>>>>
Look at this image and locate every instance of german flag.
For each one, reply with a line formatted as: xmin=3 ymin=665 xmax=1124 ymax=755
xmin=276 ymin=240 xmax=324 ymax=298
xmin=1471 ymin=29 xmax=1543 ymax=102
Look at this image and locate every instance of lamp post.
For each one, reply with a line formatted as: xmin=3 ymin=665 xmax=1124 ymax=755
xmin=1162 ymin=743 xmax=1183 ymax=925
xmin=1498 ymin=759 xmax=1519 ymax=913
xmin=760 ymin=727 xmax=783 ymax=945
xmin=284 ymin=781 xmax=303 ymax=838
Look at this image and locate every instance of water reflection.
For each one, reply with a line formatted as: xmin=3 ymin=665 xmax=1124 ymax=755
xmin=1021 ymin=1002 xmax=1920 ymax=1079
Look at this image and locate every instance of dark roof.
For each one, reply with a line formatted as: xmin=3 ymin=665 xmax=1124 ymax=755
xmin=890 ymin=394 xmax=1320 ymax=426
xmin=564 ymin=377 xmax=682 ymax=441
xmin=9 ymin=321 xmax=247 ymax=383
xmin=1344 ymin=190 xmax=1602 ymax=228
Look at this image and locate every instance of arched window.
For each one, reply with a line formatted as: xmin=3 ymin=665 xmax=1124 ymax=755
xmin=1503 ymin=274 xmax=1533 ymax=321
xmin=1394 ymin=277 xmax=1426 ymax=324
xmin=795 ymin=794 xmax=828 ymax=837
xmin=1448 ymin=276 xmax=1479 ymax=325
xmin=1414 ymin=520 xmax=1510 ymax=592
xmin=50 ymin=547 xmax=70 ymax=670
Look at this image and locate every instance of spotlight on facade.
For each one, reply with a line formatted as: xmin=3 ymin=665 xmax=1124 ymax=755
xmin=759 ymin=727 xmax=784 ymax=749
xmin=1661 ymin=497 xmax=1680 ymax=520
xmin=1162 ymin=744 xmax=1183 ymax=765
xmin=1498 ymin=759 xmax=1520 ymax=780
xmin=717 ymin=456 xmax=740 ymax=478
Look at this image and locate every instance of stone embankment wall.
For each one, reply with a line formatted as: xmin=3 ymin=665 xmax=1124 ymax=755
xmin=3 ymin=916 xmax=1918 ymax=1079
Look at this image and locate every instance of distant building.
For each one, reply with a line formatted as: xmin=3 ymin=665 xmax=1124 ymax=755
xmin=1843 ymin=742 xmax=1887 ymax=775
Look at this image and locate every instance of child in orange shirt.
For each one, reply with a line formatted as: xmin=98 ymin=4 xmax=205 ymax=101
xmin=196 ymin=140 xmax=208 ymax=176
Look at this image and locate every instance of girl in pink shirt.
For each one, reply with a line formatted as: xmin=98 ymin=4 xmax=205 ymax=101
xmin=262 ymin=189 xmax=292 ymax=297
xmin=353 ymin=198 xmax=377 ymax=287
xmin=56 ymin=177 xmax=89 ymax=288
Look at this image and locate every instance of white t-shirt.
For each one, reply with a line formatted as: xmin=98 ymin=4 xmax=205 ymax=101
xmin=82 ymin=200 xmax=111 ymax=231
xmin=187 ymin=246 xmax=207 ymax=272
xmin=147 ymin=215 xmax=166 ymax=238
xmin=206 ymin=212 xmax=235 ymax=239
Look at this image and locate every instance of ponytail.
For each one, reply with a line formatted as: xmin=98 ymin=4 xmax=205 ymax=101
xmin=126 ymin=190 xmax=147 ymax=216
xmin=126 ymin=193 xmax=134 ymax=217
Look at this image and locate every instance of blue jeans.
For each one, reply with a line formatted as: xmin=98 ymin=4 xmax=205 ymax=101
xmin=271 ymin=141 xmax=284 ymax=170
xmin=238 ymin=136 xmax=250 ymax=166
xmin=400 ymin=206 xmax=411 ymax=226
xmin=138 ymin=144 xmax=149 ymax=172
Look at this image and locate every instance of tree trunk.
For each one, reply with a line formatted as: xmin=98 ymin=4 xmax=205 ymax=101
<<<<
WORK REQUIRED
Within the entries above, count each line holding the string "shirt". Give only the result.

RESULT OF THIS EXERCISE
3